------ Excerpt provided

Hammond does not present much detail on the mechanism of the translator unit. The present 
application does present many details of the mechanism in the instruction stream transformation 
unit. Many of these details are included in limitations in the subsequent claims dependent on 
claim 44. 

Comments on claim 2: New version submitted as claim 45. This limitation is an extra restriction 
along the lines of the above explanation. Claim 44 should independently be allowable for the 
reasons above because the presence of the regular instruction cache is a major difference from 
Hammond. 

Comments on claims 3, 4, 12, 20, and 21: New version submitted as claims 46, 47, 55, 63, 64. 
Some of these claims have been changed with additional explanatory text and are also dependent 
on new claim 44.

------------
------ Supplied records

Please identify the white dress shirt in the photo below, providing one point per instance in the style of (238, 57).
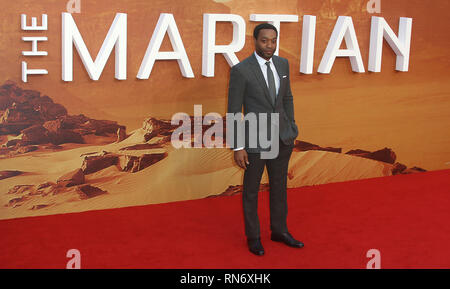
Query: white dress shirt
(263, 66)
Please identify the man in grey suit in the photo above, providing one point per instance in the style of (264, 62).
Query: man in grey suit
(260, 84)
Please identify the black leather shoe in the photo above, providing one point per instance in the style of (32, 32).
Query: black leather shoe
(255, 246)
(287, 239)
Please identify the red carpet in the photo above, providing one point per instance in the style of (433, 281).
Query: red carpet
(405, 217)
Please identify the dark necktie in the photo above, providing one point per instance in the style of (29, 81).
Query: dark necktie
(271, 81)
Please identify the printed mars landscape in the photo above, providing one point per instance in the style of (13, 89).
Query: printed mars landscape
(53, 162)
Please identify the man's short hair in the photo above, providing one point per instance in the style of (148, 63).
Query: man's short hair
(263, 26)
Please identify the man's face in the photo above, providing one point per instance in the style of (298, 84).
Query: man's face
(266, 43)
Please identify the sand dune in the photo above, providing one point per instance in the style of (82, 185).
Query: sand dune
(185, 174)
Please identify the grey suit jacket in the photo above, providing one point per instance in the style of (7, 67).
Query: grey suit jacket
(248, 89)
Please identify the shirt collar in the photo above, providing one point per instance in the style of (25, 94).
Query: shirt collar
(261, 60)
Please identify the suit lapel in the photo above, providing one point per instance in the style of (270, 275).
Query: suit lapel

------------

**Goals:**
- a) Answer these questions from the patent claim comments:
(i) Which new claim is the new version of claim 2?
(ii) What major difference from Hammond is given as a reason claim 44 should be allowable?
(iii) Which new claims are the new versions of claims 3, 4, 12, 20, and 21?
- b) Translate this sentence from the patent claim comments into Spanish: "Hammond does not present much detail on the mechanism of the translator unit."
- c) Extend the patent claim comments, picking up after their final sentence.
The entries are taken from a different source than the patent claim comments.

**Outputs by task:**
- a)
(i) Claim 45.
(ii) The presence of the regular instruction cache.
(iii) Claims 46, 47, 55, 63, and 64.

- b) Hammond no presenta muchos detalles sobre el mecanismo de la unidad traductora.

- c)
The examiner states that the x86 instruction set has been implemented in prior art using 
mechanisms that allow in-order and out-of-order execution. However, the prior art uses 
predominantly mechanisms for dynamically scheduling instructions just prior to being submitted 
to execute unit(s). The prior art does not use a mechanism as stated in claim 44 where code 
blocks are transformed by an instruction stream transformation unit and subsequently stored in a 
specialized instruction stream cache, possibly in an out-of-order fashion. 
The applicant respectfully submits that claims 46, 47, 55, 63, and 64 should be allowable.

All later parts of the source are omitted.